**Your task**
Count the lines of the items that follow which contain the string "below". Give only the number.

-- -- --

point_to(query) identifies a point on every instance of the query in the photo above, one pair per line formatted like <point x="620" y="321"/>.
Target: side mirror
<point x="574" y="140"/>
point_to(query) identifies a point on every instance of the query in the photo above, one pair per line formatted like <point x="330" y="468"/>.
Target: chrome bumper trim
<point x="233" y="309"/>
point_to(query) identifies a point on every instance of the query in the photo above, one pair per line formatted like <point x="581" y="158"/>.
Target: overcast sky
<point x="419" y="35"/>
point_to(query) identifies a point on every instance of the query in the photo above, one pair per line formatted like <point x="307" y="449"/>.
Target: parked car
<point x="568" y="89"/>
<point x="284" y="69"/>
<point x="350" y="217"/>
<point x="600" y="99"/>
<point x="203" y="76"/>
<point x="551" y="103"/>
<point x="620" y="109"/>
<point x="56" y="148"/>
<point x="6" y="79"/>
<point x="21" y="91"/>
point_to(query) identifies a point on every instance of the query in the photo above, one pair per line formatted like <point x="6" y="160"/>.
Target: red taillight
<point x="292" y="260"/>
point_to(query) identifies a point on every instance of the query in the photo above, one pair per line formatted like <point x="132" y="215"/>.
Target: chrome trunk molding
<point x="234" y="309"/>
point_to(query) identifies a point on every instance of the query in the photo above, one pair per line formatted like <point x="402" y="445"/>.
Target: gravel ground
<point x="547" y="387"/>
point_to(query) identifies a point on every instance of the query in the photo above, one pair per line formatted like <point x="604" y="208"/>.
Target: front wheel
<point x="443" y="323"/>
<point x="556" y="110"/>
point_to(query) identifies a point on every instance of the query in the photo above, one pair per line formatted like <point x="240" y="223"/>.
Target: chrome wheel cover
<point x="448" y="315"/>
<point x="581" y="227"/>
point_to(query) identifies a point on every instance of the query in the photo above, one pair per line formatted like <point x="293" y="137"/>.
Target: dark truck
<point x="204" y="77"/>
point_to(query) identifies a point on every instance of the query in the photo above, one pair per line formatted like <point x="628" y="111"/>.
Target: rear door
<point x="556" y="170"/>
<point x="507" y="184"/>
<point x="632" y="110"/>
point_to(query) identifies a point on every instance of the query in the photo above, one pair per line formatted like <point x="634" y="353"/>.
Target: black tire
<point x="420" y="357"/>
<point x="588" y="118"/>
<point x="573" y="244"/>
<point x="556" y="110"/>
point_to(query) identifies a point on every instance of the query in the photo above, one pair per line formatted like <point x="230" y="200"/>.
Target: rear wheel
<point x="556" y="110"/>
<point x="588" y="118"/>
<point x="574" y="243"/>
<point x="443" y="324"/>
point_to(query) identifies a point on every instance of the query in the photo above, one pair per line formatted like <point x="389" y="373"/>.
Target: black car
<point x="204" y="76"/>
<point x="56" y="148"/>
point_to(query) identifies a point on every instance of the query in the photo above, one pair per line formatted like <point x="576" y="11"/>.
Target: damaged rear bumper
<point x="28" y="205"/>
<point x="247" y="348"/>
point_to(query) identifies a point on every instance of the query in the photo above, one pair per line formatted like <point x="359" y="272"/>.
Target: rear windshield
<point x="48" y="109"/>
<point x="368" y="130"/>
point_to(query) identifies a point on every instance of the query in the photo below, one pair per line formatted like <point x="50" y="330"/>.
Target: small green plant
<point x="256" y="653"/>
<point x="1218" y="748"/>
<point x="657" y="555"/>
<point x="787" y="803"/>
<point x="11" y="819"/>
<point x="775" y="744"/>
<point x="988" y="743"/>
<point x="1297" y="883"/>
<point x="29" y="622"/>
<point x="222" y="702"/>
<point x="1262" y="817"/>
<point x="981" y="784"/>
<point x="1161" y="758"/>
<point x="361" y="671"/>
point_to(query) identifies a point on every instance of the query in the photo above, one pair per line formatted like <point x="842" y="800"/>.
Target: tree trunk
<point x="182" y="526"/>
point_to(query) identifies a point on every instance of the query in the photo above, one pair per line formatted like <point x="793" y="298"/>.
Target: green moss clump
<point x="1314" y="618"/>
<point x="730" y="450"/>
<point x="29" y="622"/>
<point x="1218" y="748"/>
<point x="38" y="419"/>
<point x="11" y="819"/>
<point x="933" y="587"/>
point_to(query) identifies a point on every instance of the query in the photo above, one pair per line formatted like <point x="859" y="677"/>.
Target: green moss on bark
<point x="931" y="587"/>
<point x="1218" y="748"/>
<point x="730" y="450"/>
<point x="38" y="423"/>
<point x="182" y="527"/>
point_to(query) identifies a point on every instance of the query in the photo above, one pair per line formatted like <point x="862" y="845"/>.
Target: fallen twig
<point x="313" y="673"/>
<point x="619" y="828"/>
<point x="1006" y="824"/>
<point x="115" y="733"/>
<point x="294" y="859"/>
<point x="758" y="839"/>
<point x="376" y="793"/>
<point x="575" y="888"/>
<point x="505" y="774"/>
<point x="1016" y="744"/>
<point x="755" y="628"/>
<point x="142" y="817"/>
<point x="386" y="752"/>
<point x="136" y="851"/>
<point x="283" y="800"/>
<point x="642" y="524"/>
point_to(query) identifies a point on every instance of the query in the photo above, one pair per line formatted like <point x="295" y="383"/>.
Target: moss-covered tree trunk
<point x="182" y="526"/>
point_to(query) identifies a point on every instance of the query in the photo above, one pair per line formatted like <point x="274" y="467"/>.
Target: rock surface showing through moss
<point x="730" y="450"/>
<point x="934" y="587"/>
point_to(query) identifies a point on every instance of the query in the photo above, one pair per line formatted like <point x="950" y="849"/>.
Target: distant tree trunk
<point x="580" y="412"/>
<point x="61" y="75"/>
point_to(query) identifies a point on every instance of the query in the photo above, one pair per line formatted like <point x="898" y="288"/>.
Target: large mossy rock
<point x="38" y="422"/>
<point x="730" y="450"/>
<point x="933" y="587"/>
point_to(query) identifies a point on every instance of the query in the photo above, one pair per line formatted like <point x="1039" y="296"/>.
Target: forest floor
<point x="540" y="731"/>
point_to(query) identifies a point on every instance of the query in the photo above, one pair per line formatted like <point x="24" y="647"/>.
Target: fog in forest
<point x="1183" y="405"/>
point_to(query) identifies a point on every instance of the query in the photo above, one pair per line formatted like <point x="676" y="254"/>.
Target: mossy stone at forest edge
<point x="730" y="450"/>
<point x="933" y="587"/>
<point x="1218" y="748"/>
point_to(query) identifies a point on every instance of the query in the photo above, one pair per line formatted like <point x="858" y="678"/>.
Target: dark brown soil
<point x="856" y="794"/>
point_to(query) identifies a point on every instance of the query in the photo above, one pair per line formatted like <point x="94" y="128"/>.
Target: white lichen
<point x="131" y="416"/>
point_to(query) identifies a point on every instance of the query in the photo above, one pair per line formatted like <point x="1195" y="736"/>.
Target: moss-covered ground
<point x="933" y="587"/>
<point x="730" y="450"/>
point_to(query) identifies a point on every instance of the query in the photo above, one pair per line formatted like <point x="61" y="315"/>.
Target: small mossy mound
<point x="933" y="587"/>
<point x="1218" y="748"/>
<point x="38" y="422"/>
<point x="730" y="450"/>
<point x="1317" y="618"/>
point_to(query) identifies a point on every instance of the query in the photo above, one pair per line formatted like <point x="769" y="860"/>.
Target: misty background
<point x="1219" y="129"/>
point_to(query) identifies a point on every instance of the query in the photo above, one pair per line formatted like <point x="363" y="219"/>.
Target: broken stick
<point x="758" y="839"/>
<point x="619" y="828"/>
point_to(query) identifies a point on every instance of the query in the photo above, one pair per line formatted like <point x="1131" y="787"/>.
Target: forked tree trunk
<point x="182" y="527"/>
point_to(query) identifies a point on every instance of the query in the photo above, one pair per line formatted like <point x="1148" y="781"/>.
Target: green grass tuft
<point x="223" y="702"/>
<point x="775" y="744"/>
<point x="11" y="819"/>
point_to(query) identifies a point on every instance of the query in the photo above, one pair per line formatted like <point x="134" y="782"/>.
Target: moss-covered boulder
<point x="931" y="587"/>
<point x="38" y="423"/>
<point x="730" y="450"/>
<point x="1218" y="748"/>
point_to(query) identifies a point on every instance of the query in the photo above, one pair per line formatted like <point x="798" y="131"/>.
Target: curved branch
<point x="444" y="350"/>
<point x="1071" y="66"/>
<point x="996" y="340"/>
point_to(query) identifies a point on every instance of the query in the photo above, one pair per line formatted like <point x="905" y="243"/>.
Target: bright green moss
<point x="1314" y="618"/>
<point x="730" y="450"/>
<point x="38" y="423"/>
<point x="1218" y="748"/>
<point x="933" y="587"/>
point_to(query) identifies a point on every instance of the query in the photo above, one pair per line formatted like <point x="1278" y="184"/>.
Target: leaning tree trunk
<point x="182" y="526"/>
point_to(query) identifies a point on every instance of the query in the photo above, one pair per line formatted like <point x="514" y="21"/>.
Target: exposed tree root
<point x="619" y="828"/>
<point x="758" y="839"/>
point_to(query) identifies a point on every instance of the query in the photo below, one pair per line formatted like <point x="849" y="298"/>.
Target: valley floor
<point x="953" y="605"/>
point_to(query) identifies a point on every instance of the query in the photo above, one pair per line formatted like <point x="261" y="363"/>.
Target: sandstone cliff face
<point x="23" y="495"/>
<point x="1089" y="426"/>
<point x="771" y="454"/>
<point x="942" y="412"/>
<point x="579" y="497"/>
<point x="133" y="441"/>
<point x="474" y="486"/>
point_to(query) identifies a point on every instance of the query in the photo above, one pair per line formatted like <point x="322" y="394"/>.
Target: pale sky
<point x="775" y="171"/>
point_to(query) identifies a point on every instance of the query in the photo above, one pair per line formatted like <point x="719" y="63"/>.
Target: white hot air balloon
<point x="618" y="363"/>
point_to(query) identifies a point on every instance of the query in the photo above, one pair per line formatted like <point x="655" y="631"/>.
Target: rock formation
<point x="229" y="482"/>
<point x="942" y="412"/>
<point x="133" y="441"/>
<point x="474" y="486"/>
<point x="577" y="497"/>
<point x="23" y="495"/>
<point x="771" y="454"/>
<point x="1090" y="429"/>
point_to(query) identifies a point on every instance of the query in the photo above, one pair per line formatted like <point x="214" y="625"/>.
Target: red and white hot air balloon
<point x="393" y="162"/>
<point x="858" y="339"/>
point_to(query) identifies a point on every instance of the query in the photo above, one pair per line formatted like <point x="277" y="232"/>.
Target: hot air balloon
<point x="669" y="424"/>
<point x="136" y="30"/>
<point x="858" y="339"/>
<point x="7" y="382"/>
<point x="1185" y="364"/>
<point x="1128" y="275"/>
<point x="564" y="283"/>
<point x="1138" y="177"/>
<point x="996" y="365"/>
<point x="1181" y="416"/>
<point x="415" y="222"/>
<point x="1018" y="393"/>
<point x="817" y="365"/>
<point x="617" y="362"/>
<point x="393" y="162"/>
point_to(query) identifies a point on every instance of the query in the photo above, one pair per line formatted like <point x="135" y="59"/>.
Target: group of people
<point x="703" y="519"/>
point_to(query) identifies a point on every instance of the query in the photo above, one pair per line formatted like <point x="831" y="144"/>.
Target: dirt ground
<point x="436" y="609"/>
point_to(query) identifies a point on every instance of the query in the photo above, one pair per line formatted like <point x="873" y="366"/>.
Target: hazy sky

-- -- --

**Result**
2